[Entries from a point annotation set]
== == ==
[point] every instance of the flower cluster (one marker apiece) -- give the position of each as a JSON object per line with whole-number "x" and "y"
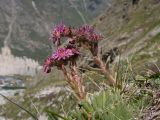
{"x": 84, "y": 36}
{"x": 60, "y": 31}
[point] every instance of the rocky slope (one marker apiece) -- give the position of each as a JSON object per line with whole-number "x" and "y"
{"x": 25, "y": 25}
{"x": 134, "y": 28}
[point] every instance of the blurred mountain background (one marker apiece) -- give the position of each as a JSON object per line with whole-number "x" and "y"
{"x": 25, "y": 25}
{"x": 131, "y": 26}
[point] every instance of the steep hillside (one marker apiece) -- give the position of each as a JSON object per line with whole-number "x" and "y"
{"x": 134, "y": 28}
{"x": 26, "y": 24}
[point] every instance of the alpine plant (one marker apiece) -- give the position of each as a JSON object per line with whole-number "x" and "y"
== == ==
*Work to be completed:* Pictures in the records should not appear in your copy, but everything else must be transcribed exactly.

*Full response:*
[point] every instance of the flower cluster (one marker apiece) -- give the position of each as a JSON object per line with whole-number "x" and "y"
{"x": 84, "y": 36}
{"x": 60, "y": 31}
[point] every instance of the rocky slope (one marker apiece) -- give the position of each as a JSON object per line with whole-number "x" and "y"
{"x": 25, "y": 25}
{"x": 134, "y": 28}
[point] every instance of the blurred mountain background (one marker apiece) -- give the position of each as a JSON object per line with whole-number "x" and "y"
{"x": 25, "y": 25}
{"x": 131, "y": 26}
[point] every instance of the steep hillside (one marker apiece) -- give the position of each as a JSON object per line with whole-number "x" and "y"
{"x": 134, "y": 28}
{"x": 26, "y": 24}
[point] every instance of the alpine plant (one marker apiece) -- give the position of each as a JSON object per line with whole-number "x" and "y"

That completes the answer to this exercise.